Rette per Alzheimer, l’allarme delle Rsa: «Costi insostenibili»

Il caso Aumentano le richieste di esenzione e rimborso dopo i primi pronunciamenti favorevoli dei tribunali: «Milioni di euro, il sistema non è in grado di reggere»

Le Rsa sono preoccupate, sempre più famiglie si rivolgono all’avvocato per non pagare le rette.

Le ultime recenti sentenze, dalla Corte d’Appello alla Cassazione passando per il Consiglio di Stato, secondo diversi studi legali spianano la strada alle richieste di rimborso ed esenzione da parte delle famiglie. Per i giudici le spese per i ricoveri di pazienti molto compromessi nelle Rsa devono essere a carico del sistema sanitario, senza intaccare le pensioni e i risparmi dei parenti degli ospiti.

▸ Dati di localizzazione con un punto per istanza:

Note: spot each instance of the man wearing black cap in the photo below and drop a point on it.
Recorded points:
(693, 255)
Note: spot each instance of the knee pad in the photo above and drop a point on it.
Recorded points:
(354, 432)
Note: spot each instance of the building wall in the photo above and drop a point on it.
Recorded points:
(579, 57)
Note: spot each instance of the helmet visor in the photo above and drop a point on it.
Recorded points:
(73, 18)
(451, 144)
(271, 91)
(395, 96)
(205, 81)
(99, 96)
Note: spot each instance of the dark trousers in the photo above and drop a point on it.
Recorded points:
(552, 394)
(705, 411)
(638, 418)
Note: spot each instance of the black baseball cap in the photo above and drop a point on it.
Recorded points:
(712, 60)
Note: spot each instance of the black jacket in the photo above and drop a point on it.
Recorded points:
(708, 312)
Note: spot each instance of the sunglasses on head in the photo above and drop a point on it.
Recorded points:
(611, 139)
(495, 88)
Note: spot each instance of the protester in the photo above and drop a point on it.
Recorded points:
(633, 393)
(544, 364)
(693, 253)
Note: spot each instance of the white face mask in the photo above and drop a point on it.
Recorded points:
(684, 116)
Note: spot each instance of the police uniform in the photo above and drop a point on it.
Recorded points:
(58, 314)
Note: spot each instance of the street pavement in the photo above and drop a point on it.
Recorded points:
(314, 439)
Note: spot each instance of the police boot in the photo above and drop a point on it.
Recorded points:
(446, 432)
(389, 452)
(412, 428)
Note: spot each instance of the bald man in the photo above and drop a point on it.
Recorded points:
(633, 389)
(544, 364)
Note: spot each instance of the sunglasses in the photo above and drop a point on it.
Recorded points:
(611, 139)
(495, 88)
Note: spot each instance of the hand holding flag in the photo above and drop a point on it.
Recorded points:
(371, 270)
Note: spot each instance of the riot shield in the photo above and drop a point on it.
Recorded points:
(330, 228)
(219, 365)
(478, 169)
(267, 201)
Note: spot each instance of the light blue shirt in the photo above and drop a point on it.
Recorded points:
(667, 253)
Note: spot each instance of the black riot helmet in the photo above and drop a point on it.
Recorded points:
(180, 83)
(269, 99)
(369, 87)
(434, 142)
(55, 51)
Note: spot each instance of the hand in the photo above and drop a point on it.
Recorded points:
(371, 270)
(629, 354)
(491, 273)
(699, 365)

▸ Verifica la comprensione:
A - Riassumi in due frasi l'articolo sulle rette delle Rsa.
B - Indica se ciascuna affermazione concorda con l'articolo sulle rette delle Rsa, rispondendo sì o no e citando le parole del testo che lo dimostrano.
(i) Secondo i giudici, le spese per i ricoveri di pazienti molto compromessi spettano ai parenti degli ospiti.
(ii) Le richieste di esenzione e rimborso sono in aumento.
(iii) Tra le sentenze ricordate c'è anche una del Consiglio di Stato.
C - Rispondi alle domande sull'articolo sulle rette delle Rsa.
(i) Come vengono definiti i costi nel titolo?
(ii) A chi si rivolgono sempre più famiglie per non pagare le rette?
(iii) Secondo chi le recenti sentenze spianano la strada alle richieste di rimborso ed esenzione?

▸ Risposte:
A - Le Rsa sono preoccupate perché, dopo i primi pronunciamenti favorevoli dei tribunali, sempre più famiglie si rivolgono all'avvocato per chiedere esenzione e rimborso delle rette. Per i giudici le spese per i ricoveri di pazienti molto compromessi devono essere a carico del sistema sanitario, senza intaccare pensioni e risparmi dei parenti.

B -
(i) No: «devono essere a carico del sistema sanitario, senza intaccare le pensioni e i risparmi dei parenti degli ospiti».
(ii) Sì: «Aumentano le richieste di esenzione e rimborso».
(iii) Sì: «dalla Corte d’Appello alla Cassazione passando per il Consiglio di Stato».

C -
(i) Insostenibili.
(ii) All'avvocato.
(iii) Secondo diversi studi legali.